(Selected passage):
━━━━━━
Updated: Mar 28, 2023

People's reactions are always interesting when I tell them what I'm embarking on a trip like this. First their face contorts, then their head cocks, and finally a thought is bellowed out - usually of the 'but you'll die' ripostes. I thought it would be interesting to collate all the possible common reactions...

"But what are you gong to do with your hair?" has been asked more than once. I hadn't realised quite how attached people are to it until they starting concerning themselves with it. But it did prompt me to wonder whether or not to pack some shampoo. Apparently this is not necessary - not only can you not use anything like that on the trail as it would contravene the Leave No Trace principle, but when I pop into towns usually it's freely available. I expect it will be long enough to strangle me by the time I get to Washington.

"You'll get eaten by coyotes!" so far said by six people. If, like me, you are surprised to learn that coyotes are more commonly known as wolves, you'll be even more shocked to learn that people clearly think I'm Little Red Riding Hood.

But in actual fact, coyotes are not known to be particularly life-threatening although attacks are on the increase, especially in California, according to Wikipedia. So far, no recorded fatalities on the PCT or surrounding areas.

Mountain Lions! Also known as cougars - so far no one has predicted my demise by large cat, which surprises me because my own cat has been trying to kill me for years. The reality is that two people, both women, were killed in the last two years in PCT regions. They are to be greatly feared greatly - not least because they are very difficult to spot and they are master stalkers. Apparently wearing a pair of sunglasses on the back of the head is a deterrent. So is singing loudly and out of tune - thankfully. If I had to sing in tune, I'd be screwed, or rather: mauled.

On the whole, people are more concerned with what I'm going to do with my cat: He's going to looked after by a friend who is into Yoga. I hope he returns as ZenCat. Unlikely though.

Bears. Not only do they shit in the woods, the filthy creatures, they are known to be rather hot-headed. I read recently that bears that have got more aggressive towards humans, and those that have lost their fear of people are being captured and relocated to the backcountry. 'Where exactly is the PCT?' you may ask...
━━━━━━
Boundary annotation records
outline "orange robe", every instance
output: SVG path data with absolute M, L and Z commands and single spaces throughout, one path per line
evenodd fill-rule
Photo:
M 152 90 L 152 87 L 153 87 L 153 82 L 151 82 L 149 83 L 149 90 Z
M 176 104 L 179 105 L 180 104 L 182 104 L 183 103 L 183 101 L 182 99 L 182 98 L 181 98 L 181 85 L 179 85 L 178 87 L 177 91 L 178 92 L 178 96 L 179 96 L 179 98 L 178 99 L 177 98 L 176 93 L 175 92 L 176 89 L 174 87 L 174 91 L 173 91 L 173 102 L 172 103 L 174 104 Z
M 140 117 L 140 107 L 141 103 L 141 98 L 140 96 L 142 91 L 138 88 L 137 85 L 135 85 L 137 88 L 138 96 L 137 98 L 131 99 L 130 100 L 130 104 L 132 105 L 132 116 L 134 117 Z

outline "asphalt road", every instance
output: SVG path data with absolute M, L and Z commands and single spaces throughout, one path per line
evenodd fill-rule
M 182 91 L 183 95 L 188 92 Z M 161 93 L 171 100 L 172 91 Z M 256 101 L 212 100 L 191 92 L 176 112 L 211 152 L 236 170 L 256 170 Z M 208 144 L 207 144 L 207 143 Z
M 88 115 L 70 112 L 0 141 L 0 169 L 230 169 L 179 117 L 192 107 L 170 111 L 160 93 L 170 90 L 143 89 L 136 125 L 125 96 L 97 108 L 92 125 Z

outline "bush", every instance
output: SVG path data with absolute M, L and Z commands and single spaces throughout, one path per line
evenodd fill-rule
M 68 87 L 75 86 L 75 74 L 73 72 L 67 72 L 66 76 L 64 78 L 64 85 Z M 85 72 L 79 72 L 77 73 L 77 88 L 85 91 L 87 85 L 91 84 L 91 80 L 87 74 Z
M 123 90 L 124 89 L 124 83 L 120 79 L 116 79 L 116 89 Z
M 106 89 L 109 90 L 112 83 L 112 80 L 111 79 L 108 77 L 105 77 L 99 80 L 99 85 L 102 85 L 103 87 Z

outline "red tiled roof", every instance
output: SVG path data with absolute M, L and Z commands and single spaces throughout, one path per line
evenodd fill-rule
━━━━━━
(Exercise goal): Return the part of the hiking post starting with "But in actual" and going on through "or rather: mauled.", word for word. Rely only on the hiking post.

(Exercise solution):
But in actual fact, coyotes are not known to be particularly life-threatening although attacks are on the increase, especially in California, according to Wikipedia. So far, no recorded fatalities on the PCT or surrounding areas.

Mountain Lions! Also known as cougars - so far no one has predicted my demise by large cat, which surprises me because my own cat has been trying to kill me for years. The reality is that two people, both women, were killed in the last two years in PCT regions. They are to be greatly feared greatly - not least because they are very difficult to spot and they are master stalkers. Apparently wearing a pair of sunglasses on the back of the head is a deterrent. So is singing loudly and out of tune - thankfully. If I had to sing in tune, I'd be screwed, or rather: mauled.